WHAT THIS TASK INVOLVES: It is required that all of the data be written out exactly.

STORED ROWS:
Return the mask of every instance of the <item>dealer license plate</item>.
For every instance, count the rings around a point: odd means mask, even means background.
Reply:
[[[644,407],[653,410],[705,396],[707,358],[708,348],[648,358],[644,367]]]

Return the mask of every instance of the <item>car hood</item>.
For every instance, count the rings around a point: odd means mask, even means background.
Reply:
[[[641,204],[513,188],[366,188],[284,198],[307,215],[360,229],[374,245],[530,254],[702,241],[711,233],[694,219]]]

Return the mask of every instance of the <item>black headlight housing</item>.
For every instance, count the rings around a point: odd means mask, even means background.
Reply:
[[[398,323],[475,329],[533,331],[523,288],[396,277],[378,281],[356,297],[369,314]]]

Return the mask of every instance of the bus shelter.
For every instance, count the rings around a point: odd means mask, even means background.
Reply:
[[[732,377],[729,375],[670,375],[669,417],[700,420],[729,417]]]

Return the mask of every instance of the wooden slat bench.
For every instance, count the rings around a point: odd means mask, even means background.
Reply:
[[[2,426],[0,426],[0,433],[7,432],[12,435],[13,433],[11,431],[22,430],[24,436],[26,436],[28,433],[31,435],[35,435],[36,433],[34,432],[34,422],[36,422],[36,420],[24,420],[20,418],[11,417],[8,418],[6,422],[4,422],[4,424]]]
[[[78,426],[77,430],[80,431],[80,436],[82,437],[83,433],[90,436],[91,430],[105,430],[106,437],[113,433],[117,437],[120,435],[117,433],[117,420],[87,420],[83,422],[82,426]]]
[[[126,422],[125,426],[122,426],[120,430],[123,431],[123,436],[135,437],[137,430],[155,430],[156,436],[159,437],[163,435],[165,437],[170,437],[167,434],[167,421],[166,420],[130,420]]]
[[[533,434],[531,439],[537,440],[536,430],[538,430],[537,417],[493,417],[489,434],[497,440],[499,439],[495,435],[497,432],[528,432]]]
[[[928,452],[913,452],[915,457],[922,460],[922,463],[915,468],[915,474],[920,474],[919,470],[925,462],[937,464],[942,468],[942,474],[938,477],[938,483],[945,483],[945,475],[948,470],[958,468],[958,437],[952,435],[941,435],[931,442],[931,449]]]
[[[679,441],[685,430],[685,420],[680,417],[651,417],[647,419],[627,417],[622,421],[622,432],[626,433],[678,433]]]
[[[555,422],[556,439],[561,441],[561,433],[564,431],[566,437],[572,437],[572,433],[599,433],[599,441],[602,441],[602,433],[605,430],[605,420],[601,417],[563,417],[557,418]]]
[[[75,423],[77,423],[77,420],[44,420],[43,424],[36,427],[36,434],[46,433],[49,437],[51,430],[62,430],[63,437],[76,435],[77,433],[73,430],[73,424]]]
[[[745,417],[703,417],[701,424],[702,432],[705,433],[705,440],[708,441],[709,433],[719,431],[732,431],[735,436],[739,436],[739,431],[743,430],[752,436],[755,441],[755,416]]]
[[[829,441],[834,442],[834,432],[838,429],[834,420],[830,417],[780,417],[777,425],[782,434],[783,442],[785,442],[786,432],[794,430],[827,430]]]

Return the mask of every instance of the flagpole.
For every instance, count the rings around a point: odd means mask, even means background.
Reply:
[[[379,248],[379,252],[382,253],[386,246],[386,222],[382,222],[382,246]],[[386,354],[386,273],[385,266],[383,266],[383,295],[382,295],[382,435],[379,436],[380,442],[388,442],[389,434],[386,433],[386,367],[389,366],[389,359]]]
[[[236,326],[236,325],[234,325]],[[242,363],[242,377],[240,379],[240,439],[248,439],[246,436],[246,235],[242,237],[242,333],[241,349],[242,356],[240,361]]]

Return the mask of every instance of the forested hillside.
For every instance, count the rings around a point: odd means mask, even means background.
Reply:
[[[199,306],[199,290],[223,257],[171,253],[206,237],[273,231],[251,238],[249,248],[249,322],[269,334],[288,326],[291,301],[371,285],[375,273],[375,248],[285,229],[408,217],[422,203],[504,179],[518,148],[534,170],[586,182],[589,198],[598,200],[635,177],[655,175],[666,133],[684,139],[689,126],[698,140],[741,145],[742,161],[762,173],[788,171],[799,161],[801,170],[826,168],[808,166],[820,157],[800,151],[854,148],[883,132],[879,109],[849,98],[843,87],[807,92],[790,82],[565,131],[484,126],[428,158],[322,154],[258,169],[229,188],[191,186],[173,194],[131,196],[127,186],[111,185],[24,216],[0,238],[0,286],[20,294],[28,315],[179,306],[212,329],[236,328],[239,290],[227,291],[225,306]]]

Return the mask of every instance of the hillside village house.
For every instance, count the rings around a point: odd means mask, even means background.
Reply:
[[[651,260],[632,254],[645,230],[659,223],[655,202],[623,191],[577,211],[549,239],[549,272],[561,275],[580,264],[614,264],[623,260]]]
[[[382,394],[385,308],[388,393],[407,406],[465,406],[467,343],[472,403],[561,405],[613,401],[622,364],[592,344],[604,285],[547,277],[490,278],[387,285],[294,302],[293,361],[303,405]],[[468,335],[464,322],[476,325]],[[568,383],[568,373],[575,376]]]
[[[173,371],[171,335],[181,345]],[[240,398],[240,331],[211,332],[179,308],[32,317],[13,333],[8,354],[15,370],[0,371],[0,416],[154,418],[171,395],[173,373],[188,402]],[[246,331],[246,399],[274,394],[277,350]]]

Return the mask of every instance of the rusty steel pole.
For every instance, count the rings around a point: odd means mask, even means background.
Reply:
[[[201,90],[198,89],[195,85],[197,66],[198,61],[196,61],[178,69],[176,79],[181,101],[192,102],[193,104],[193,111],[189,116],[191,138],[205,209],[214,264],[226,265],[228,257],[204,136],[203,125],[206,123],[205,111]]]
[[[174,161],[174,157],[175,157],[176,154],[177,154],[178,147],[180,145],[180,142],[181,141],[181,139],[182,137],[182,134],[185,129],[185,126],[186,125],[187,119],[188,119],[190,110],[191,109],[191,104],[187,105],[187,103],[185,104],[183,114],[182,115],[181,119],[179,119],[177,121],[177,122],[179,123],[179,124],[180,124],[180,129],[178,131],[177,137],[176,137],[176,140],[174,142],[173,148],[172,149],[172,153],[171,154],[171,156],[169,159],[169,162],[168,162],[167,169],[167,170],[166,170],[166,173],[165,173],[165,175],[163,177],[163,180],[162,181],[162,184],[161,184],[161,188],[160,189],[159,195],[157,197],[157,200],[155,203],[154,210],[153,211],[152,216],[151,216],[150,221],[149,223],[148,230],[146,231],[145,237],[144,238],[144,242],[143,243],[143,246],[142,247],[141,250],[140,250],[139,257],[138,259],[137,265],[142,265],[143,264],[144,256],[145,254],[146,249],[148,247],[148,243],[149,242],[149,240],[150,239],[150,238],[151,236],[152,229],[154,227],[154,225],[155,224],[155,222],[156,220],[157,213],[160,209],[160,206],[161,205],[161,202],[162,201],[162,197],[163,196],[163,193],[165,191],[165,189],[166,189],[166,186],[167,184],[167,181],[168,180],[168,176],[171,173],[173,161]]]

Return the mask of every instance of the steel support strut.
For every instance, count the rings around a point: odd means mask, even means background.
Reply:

THE COMPLETED TASK:
Return the mask of every instance of the <item>dealer license plate</item>.
For every instance, count the rings around a point: odd means mask, even means background.
Reply:
[[[644,407],[653,410],[705,396],[707,358],[708,348],[648,358],[644,367]]]

Return the mask of every instance of the <item>car hood</item>.
For every instance, count the rings around a point: odd means mask, even means background.
Reply:
[[[641,204],[513,188],[366,188],[284,198],[307,215],[360,229],[374,245],[530,254],[702,241],[711,233],[694,219]]]

Return the mask of every instance of the <item>black headlight housing</item>.
For every instance, count the rings around a point: odd means mask, even means background.
Reply:
[[[398,323],[475,329],[533,331],[523,288],[396,277],[378,281],[356,297],[369,314]]]

Return the mask of every instance of the bus shelter.
For every instance, count the rings around a point: odd means mask, even means background.
Reply:
[[[732,377],[729,375],[670,375],[669,417],[700,420],[729,417]]]

Return the mask of every instance of the wooden slat bench.
For every instance, count the rings around a point: odd means mask, even means background.
Reply:
[[[2,426],[0,426],[0,433],[7,432],[12,435],[13,433],[11,431],[22,430],[24,436],[26,436],[28,433],[31,435],[35,435],[36,433],[34,432],[34,422],[36,422],[36,420],[24,420],[20,418],[11,417],[8,418],[6,422],[4,422],[4,424]]]
[[[78,426],[77,430],[80,431],[80,436],[82,437],[83,433],[90,436],[91,430],[105,430],[106,437],[113,433],[117,437],[120,435],[117,433],[117,420],[87,420],[83,422],[82,426]]]
[[[126,422],[125,426],[122,426],[120,430],[123,431],[123,436],[135,437],[137,430],[155,430],[156,436],[159,437],[163,435],[165,437],[170,437],[167,434],[167,421],[166,420],[130,420]]]
[[[533,434],[531,439],[537,440],[536,430],[538,430],[537,417],[493,417],[489,434],[497,440],[499,439],[495,435],[497,432],[528,432]]]
[[[928,452],[913,452],[915,457],[922,460],[922,463],[915,468],[915,474],[920,474],[919,470],[925,462],[937,464],[942,468],[942,474],[938,477],[938,483],[945,483],[945,475],[948,470],[958,468],[958,437],[952,435],[941,435],[931,442],[931,449]]]
[[[679,441],[685,430],[685,420],[680,417],[651,417],[647,419],[627,417],[622,421],[622,432],[626,433],[678,433]]]
[[[555,422],[556,439],[561,441],[561,433],[564,431],[566,437],[572,437],[572,433],[599,433],[599,441],[602,441],[602,433],[605,430],[605,420],[601,417],[563,417],[557,418]]]
[[[75,423],[77,423],[77,420],[44,420],[43,424],[36,427],[36,434],[46,433],[49,437],[51,430],[62,430],[63,437],[76,435],[77,433],[73,430],[73,424]]]
[[[745,417],[703,417],[701,424],[702,432],[705,433],[705,440],[708,441],[709,433],[719,431],[732,431],[735,436],[739,436],[739,431],[743,430],[752,436],[755,441],[755,416]]]
[[[829,441],[834,442],[834,432],[838,429],[834,420],[830,417],[780,417],[777,425],[782,434],[783,442],[785,442],[786,432],[794,430],[827,430]]]

Return the mask of every instance of the flagpole.
For every instance, count the rings around a point: odd means mask, even means background.
Reply:
[[[379,248],[379,252],[382,253],[386,246],[386,222],[382,222],[382,246]],[[386,354],[386,273],[385,266],[383,266],[383,295],[382,295],[382,435],[379,436],[380,442],[388,442],[389,434],[386,433],[386,367],[389,366],[389,359]]]
[[[236,326],[236,325],[234,325]],[[242,363],[242,377],[240,379],[240,439],[248,439],[246,436],[246,235],[242,237],[242,333],[241,349],[242,356],[240,361]]]

Return the mask of every instance of the forested hillside.
For every instance, count the rings around a point: odd means mask, even means background.
Reply:
[[[199,306],[199,290],[223,257],[171,253],[206,237],[273,231],[251,238],[249,248],[249,322],[269,334],[288,326],[291,301],[371,285],[375,273],[375,248],[285,229],[408,217],[422,203],[504,179],[518,148],[534,170],[586,182],[589,198],[598,200],[635,177],[655,175],[666,133],[684,139],[689,126],[698,140],[741,145],[742,161],[762,173],[788,171],[799,161],[801,170],[826,168],[808,166],[820,157],[800,151],[854,148],[883,132],[879,109],[849,98],[843,87],[807,92],[790,82],[565,131],[484,126],[428,158],[322,154],[258,169],[229,188],[191,186],[173,194],[131,196],[127,186],[111,185],[24,216],[0,238],[0,286],[20,294],[28,315],[179,306],[212,329],[236,328],[239,290],[227,291],[225,306]]]

Return the mask of every instance of the hillside village house.
For every instance, count the rings around a point: odd means mask, even means background.
Reply:
[[[651,260],[632,254],[645,230],[659,223],[655,202],[623,191],[577,211],[549,239],[549,272],[561,275],[580,264],[614,264],[623,260]]]
[[[382,394],[385,308],[388,393],[407,406],[465,406],[467,343],[472,403],[561,405],[613,401],[622,364],[592,344],[604,285],[547,277],[490,278],[387,285],[294,302],[293,361],[303,405]],[[468,335],[464,322],[476,325]],[[568,383],[568,373],[575,376]]]
[[[173,371],[171,335],[181,345]],[[240,398],[240,331],[211,332],[179,308],[32,317],[13,333],[8,354],[15,370],[0,371],[0,416],[154,418],[171,395],[173,373],[188,402]],[[246,331],[246,399],[274,394],[277,350]]]

Return the mask of every instance of the rusty steel pole.
For every instance, count the rings around a point: odd means mask, even means background.
Reply:
[[[201,90],[198,89],[195,85],[197,66],[198,61],[196,61],[178,69],[176,79],[181,101],[192,102],[193,104],[193,111],[189,116],[191,138],[205,209],[214,264],[226,265],[228,257],[204,136],[203,125],[206,123],[205,111]]]
[[[174,161],[174,157],[175,157],[176,154],[177,154],[178,147],[180,145],[180,142],[181,141],[181,139],[182,137],[182,134],[185,129],[185,126],[186,125],[187,119],[188,119],[190,110],[191,109],[191,104],[187,105],[187,103],[185,104],[183,114],[182,115],[181,119],[179,119],[177,121],[177,122],[179,123],[179,124],[180,124],[180,129],[178,131],[177,137],[176,137],[176,140],[174,142],[173,148],[172,149],[172,153],[171,154],[171,156],[169,159],[169,162],[168,162],[167,169],[167,170],[166,170],[166,173],[165,173],[165,175],[163,177],[163,180],[162,181],[162,184],[161,184],[161,188],[160,189],[159,195],[157,197],[157,200],[155,203],[154,210],[153,211],[152,216],[151,216],[150,221],[149,223],[148,230],[146,231],[145,237],[144,238],[144,242],[143,243],[143,246],[142,247],[141,250],[140,250],[139,257],[138,259],[137,265],[142,265],[143,264],[144,256],[145,254],[146,249],[148,247],[148,243],[149,242],[149,240],[150,239],[150,238],[151,236],[152,229],[154,227],[154,225],[155,224],[155,222],[156,220],[157,213],[160,209],[160,206],[161,205],[161,202],[162,201],[162,197],[163,196],[163,193],[165,191],[165,189],[166,189],[166,186],[167,184],[167,181],[168,180],[168,176],[171,173],[173,161]]]

Return the mask of every instance of the steel support strut.
For every instance, count the rings around a point: odd means mask, even means background.
Reply:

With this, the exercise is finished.